EXCERPT |
....

Move over VR: Chatbots are the next big thing

Bots are hot. Or, as Microsoft CEO Satya Nadella says, they’re “the new apps.”

But what caused this sudden rise to fame? Chatbots aren’t exactly new: Their digital origins lie in text-based video games such as Colossal Cave Adventure and the Ultima series, which stoked the imaginations of countless computer enthusiasts in the 1980s. But, while graphical user interface technology killed that particular trend, chatbots have never really gone away, existing as “chatterbots” in services like SmarterChild and Spleak, which entertained users in the early ’00s on instant messaging clients such as AIM. These ancient pieces of software were the predecessors of today’s Siri and Google Assistant, and have now moved into the spotlight once again as chatbot fever sweeps Silicon Valley.

One person pushing the boundaries of modern chatbot technology is Daniel Ilkovich. Ilkovich founded Dexter in 2015, with the aim of creating a platform that makes building chatbots possible even for people without technical skills. “Dexter is trying to bring the tools required to build chatbots to their rightful audience: writers,” he said at the Rakuten Technology Conference 2016 in Tokyo. “Writers are the new designers.”

Some chatbots making recent headlines include Botline Bling, a chatbot that simulates a text conversation with the Canadian musician Drake, and Fatherly’s Dad Joke Bot.

....

Saved entries |
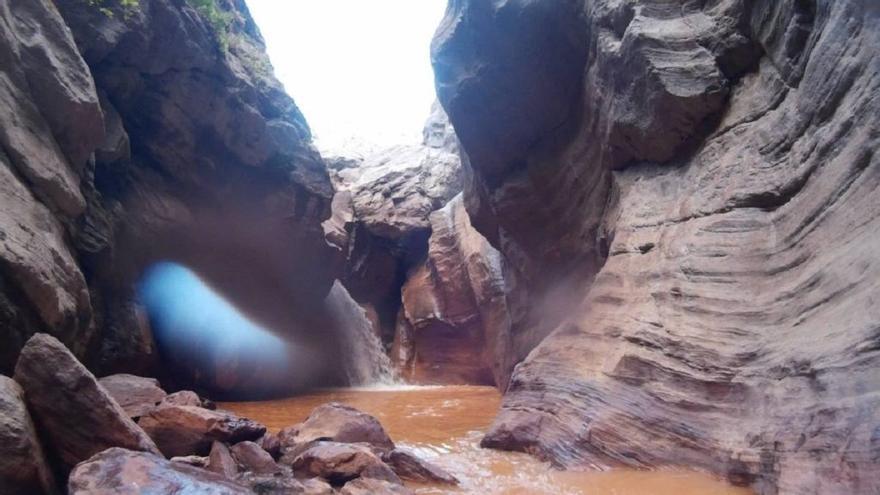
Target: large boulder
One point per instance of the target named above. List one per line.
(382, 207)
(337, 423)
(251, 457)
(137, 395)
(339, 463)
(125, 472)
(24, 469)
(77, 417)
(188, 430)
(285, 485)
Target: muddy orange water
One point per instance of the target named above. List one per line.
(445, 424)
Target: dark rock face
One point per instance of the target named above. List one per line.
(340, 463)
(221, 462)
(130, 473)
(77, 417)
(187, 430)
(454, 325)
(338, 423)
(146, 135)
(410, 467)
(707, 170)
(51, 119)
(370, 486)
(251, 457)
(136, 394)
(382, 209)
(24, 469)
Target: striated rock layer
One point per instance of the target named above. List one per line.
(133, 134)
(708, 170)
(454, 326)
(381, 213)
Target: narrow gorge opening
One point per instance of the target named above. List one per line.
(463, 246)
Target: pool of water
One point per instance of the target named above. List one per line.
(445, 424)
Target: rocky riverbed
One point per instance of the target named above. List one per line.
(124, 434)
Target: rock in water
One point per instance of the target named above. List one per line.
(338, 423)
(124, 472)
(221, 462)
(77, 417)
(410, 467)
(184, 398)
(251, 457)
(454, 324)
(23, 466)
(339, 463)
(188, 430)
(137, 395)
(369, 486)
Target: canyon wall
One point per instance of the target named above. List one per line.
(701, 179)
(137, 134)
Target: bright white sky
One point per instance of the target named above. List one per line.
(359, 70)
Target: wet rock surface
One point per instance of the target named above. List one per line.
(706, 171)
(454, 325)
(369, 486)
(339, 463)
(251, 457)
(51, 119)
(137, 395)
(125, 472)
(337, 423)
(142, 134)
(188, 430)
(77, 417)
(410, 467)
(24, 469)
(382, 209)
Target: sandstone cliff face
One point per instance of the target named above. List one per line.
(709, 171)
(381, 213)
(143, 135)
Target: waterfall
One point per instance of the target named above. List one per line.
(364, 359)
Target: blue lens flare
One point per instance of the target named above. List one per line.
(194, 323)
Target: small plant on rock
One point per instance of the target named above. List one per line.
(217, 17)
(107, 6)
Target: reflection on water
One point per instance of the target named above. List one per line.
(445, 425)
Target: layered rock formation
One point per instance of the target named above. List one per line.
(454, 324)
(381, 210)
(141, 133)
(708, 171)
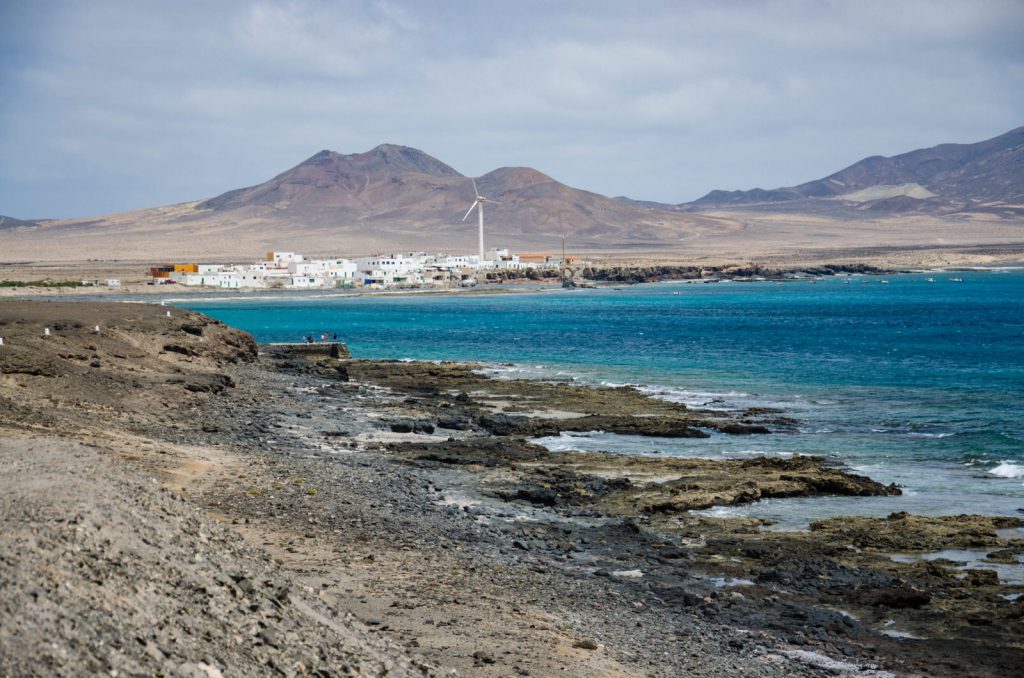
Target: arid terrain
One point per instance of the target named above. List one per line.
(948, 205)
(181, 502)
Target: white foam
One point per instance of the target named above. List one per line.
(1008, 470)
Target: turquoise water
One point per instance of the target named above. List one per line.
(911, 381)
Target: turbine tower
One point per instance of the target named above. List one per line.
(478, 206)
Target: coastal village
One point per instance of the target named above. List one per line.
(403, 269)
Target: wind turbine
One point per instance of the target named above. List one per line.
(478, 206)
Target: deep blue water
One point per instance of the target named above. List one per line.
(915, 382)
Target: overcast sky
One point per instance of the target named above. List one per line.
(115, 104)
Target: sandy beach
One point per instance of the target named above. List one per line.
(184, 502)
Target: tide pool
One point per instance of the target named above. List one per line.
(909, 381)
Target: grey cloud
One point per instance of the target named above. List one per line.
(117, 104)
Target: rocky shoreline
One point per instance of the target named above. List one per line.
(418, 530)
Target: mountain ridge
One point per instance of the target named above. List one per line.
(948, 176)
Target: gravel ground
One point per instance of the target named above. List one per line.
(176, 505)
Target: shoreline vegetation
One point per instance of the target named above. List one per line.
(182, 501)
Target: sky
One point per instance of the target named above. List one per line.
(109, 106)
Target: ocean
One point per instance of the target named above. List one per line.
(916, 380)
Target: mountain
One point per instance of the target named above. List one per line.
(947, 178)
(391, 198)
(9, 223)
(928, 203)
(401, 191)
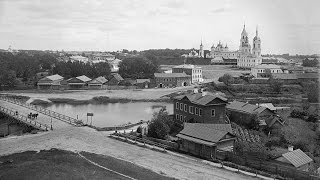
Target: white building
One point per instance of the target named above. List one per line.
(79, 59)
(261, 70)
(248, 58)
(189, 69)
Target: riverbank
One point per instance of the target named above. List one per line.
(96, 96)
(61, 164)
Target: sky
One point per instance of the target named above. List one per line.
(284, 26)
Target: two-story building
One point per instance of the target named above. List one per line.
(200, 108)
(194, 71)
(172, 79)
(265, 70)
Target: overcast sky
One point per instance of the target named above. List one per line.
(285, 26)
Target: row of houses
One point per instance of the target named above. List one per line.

....

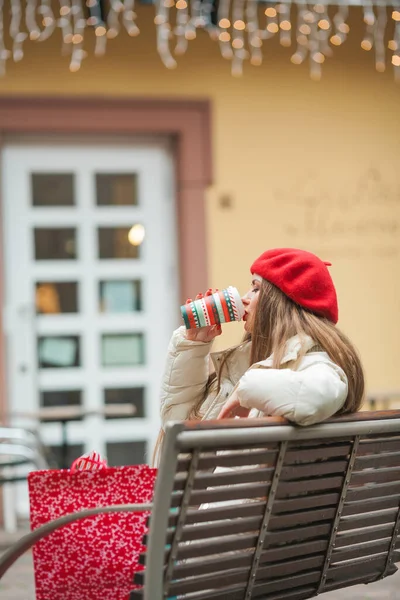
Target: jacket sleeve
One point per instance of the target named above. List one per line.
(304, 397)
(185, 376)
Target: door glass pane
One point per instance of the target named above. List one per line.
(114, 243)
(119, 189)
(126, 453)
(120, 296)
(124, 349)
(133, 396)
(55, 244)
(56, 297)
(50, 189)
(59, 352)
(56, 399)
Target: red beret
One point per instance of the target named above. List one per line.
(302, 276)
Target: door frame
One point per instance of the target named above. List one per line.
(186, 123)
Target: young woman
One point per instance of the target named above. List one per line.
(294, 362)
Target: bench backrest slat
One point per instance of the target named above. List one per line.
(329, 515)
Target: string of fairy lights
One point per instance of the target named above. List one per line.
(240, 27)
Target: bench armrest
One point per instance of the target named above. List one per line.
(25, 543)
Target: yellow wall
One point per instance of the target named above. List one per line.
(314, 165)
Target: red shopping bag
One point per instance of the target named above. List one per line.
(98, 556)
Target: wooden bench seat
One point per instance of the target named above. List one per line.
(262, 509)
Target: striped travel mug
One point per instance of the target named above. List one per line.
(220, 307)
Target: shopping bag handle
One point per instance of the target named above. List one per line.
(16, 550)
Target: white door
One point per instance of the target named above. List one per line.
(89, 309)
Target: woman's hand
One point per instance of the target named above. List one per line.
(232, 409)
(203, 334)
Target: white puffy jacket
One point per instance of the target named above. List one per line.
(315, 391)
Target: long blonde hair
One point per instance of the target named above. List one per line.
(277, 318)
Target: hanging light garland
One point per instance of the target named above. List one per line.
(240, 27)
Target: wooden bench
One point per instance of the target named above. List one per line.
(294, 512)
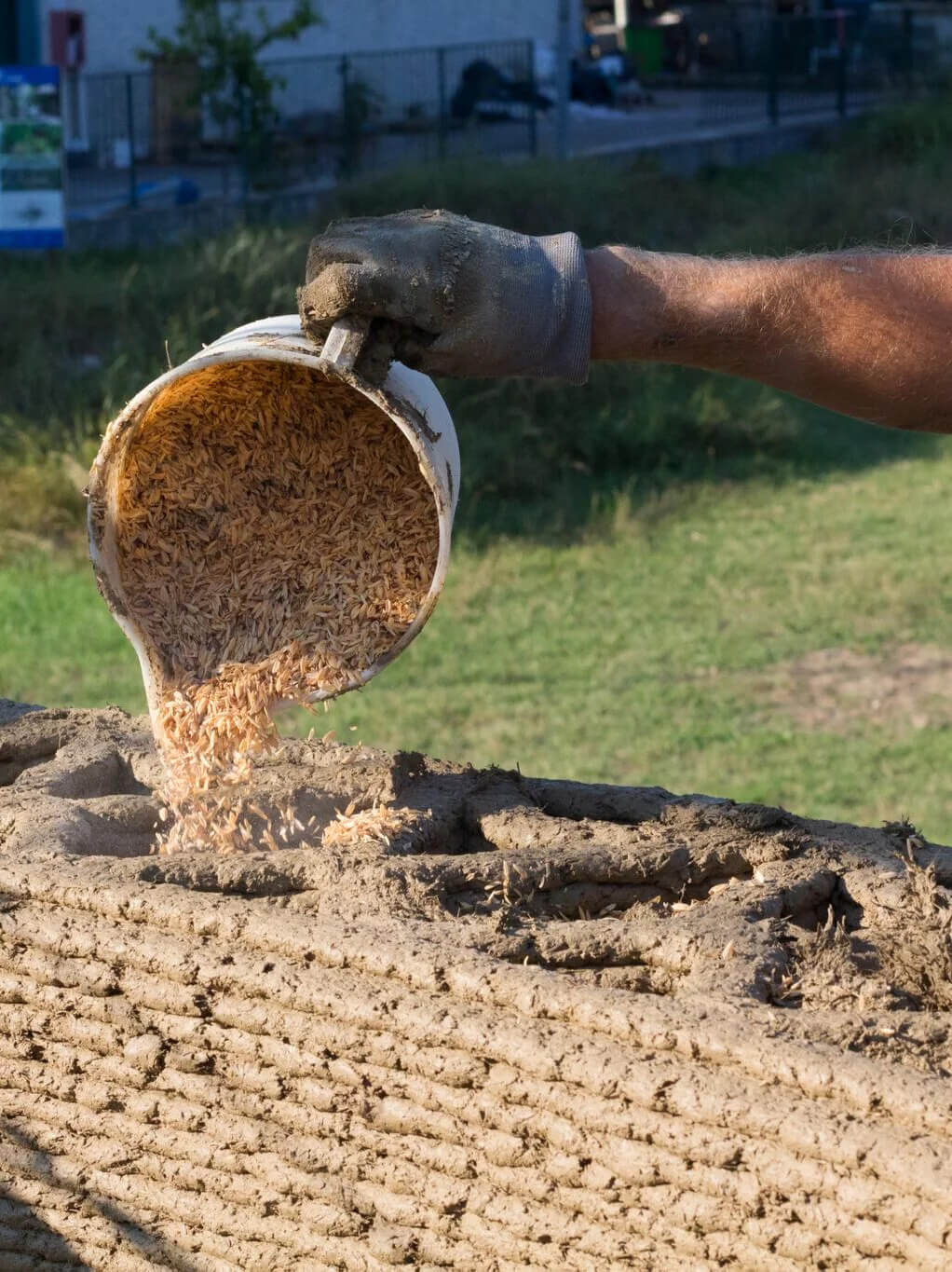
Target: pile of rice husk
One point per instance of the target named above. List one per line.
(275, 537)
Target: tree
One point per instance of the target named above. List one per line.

....

WHAT TO PRODUCE |
Copy the chatbot article between "One person pushing" and "Dad Joke Bot.", inclusive, swapping each "Dexter" for "Dexter Labs".

RESPONSE FOR THIS EXERCISE |
One person pushing the boundaries of modern chatbot technology is Daniel Ilkovich. Ilkovich founded Dexter Labs in 2015, with the aim of creating a platform that makes building chatbots possible even for people without technical skills. “Dexter Labs is trying to bring the tools required to build chatbots to their rightful audience: writers,” he said at the Rakuten Technology Conference 2016 in Tokyo. “Writers are the new designers.”

Some chatbots making recent headlines include Botline Bling, a chatbot that simulates a text conversation with the Canadian musician Drake, and Fatherly’s Dad Joke Bot.